Extract provided |
** Begin **

Changing Traffic Patterns

Changing Traffic Patterns

Any effective campus design must take traffic patterns into account. Otherwise, switching and link bandwidth are almost certainly wasted. The good news is that most modern campus networks follow several trends that create unmistakable flows. This section discusses the traditional campus traffic patterns and shows how popular new technologies have drastically changed this.

The earliest seeds of today's campus networks began with departmental servers. In the mid-1980s, the growth of inexpensive PCs led many organizations to install small networks utilizing Ethernet, ArcNet, Token Ring, LocalTalk, and a variety of proprietary solutions. Many of these networks utilized PC-based server platforms such as Novell's Netware. Not only did this promote the sharing of information, it allowed expensive hardware such as laser printers to be shared.

Throughout the late-1980s, these small networks began to pop up throughout most corporations. Each network was built to serve a single workgroup or department. For example, the finance department would have a separate network from the human resources department. Most of these networks were extremely decentralized. In many cases, they were installed by non-technical people employed by the local workgroup (or outside consultants hired by the workgroup). Although some companies provided centralized support and guidelines for deploying these departmental servers, few companies provided links between these pockets of network computing.

In the early 1990s, multiprotocol routers began to change all of this. Routers suddenly provided the flexibility and scalability to begin hooking all of these "network islands" into one unified whole. Although routers allowed media-independent communication across the many different types of data links deployed in these departmental networks, Ethernet and Token Ring became the media of choice. Routers were also used to provide seamless communication across wide-area links.

Early routers were obviously extremely bandwidth-limited compared to today's products. How then did these networks function when the Gigabit networks of today strain to keep up? There are two main factors: the quantity of traffic and the type of traffic.

First, there was considerably less traffic in campus networks at the time early router-based campus networks were popular. Simply put, fewer people used the network. And those who did use it tended to use less network-intensive applications.

However, this is not to say that early networks were like a 15-lane highway with only three cars on it. Given the lower available bandwidth of these networks, many had very high average and peak utilization levels. For instance, before the rise of client/server computing, many databases utilized file servers as a simple "hard drive at the end of a long wire." Thousands of dBase and Paradox applications were deployed that essentially pulled the entire database across the wire for each query. Therefore, although the quantity of traffic has grown dramatically, another factor is required to explain the success of these older, bandwidth-limited networks.

** End **

Record excerpts |

** Begin **

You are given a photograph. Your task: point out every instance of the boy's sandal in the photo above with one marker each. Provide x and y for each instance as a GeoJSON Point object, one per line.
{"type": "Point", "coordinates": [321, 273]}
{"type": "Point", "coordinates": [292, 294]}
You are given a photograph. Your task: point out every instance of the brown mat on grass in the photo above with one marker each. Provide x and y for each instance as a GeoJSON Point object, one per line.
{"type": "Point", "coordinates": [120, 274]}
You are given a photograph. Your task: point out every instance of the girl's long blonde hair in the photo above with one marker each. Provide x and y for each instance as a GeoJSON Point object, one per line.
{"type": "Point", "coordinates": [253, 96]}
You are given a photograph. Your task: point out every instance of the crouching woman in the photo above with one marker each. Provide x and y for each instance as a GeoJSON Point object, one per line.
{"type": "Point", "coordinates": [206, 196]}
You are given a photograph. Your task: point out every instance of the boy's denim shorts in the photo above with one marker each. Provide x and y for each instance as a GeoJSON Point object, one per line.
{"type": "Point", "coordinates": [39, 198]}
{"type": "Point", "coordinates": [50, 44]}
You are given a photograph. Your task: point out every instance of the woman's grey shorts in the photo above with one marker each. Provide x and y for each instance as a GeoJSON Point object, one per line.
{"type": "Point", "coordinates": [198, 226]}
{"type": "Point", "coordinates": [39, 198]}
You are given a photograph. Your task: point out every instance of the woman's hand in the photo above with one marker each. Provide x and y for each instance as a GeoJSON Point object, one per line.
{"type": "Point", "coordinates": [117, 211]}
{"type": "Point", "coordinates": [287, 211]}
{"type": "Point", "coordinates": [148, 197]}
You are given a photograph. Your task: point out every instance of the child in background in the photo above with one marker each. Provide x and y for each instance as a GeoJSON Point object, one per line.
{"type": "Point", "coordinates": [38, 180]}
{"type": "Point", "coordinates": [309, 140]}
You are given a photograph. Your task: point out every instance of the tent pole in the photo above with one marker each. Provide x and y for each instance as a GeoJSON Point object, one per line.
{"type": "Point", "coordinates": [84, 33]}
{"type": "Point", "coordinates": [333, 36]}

** End **

Work required |
Do these statements agree with the text on changing traffic patterns? Answer yes or no for each, and quote the deciding words. (a) In the early 1990s, Token Ring became the only medium of choice. (b) Many early departmental networks were set up by non-technical people. (c) Most companies in the late 1980s linked their departmental networks together.

Task answer |
(a) No: "Ethernet and Token Ring became the media of choice."
(b) Yes: "In many cases, they were installed by non-technical people employed by the local workgroup"
(c) No: "few companies provided links between these pockets of network computing."